*Written task*: Print everything from the line containing "268, row 28." down to the line containing "column 254, row 131", both lines included, reproducing each one without any change.

Location identification entries:

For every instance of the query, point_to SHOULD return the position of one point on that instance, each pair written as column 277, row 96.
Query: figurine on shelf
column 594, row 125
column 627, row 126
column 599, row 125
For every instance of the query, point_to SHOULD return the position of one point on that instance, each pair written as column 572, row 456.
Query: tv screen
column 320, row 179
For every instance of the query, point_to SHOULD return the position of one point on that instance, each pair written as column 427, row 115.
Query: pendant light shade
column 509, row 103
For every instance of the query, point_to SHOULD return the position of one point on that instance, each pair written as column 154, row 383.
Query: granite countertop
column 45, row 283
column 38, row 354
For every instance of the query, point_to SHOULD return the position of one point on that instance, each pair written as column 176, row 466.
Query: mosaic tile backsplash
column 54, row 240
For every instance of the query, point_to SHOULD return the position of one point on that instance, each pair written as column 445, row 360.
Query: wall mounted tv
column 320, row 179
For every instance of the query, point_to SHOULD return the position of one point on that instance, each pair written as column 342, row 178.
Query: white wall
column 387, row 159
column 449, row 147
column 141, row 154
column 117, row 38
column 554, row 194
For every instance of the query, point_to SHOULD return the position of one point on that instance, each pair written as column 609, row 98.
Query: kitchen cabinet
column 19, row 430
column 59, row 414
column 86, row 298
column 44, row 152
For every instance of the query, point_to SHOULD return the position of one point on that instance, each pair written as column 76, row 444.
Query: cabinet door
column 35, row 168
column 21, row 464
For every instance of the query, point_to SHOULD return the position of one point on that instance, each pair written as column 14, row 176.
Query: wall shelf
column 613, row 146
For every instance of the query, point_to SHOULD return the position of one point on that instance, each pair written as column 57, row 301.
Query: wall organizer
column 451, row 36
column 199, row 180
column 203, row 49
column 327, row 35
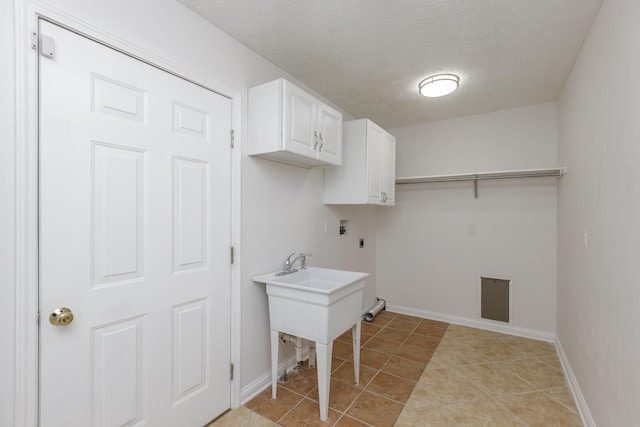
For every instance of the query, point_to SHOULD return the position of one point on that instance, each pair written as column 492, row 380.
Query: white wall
column 7, row 221
column 426, row 260
column 281, row 204
column 599, row 286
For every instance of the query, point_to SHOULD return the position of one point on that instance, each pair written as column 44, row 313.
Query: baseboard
column 473, row 323
column 578, row 397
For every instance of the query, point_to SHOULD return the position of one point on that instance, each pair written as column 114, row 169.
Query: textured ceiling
column 367, row 56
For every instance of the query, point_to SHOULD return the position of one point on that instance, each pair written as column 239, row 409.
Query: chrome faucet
column 288, row 263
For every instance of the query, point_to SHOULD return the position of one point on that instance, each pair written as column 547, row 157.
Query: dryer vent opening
column 494, row 299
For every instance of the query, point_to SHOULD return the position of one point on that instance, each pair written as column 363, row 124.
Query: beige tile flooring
column 418, row 372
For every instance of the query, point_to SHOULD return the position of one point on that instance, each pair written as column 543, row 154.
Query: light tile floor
column 418, row 372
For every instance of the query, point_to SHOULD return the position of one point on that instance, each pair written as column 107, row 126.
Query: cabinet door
column 389, row 169
column 329, row 135
column 299, row 121
column 375, row 139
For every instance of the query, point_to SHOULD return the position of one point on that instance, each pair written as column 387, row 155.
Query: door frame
column 26, row 17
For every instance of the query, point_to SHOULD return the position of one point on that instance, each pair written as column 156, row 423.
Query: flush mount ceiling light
column 439, row 85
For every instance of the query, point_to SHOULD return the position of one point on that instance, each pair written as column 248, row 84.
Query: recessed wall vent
column 494, row 299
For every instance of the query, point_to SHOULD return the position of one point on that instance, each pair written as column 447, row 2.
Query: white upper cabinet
column 288, row 125
column 367, row 175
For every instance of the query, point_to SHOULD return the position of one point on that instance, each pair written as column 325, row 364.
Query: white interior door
column 134, row 239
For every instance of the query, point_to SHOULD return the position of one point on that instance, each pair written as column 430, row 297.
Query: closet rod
column 481, row 176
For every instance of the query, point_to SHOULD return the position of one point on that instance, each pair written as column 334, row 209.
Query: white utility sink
column 317, row 304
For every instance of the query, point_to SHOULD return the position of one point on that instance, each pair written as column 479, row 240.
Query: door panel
column 299, row 120
column 330, row 125
column 134, row 185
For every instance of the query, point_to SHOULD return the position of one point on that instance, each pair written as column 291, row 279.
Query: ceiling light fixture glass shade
column 439, row 85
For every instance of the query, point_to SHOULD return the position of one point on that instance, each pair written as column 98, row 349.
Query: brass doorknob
column 61, row 317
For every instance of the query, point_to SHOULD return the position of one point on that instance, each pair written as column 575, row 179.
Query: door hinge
column 47, row 46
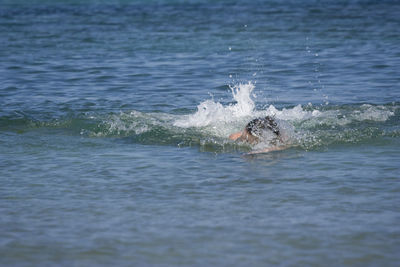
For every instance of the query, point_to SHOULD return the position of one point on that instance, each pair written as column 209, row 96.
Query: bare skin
column 243, row 136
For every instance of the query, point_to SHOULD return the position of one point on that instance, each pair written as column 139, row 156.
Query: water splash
column 307, row 126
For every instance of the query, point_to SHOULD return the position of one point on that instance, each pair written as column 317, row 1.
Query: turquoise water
column 114, row 125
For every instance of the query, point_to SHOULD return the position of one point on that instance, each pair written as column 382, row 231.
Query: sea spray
column 307, row 127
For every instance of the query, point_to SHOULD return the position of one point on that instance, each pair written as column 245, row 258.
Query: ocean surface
column 114, row 125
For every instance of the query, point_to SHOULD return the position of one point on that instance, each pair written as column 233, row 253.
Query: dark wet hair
column 257, row 126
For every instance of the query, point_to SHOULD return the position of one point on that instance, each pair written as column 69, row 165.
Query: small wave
column 306, row 126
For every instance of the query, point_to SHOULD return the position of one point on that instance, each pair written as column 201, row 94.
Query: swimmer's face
column 248, row 137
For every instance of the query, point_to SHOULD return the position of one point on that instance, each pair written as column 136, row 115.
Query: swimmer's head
column 257, row 126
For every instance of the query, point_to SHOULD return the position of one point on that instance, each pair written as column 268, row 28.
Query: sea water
column 114, row 125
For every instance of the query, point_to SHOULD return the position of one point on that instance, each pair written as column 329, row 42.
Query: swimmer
column 254, row 131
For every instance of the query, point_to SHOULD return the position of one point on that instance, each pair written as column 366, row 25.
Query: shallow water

*The solution*:
For every instance of the query, point_to SHOULD return the position of one point on that instance, each pair written as column 268, row 28.
Query: sea water
column 114, row 125
For every instance of the query, point_to SHOULD return the position of one point on that instance, each pair written as column 329, row 42.
Query: swimmer
column 254, row 131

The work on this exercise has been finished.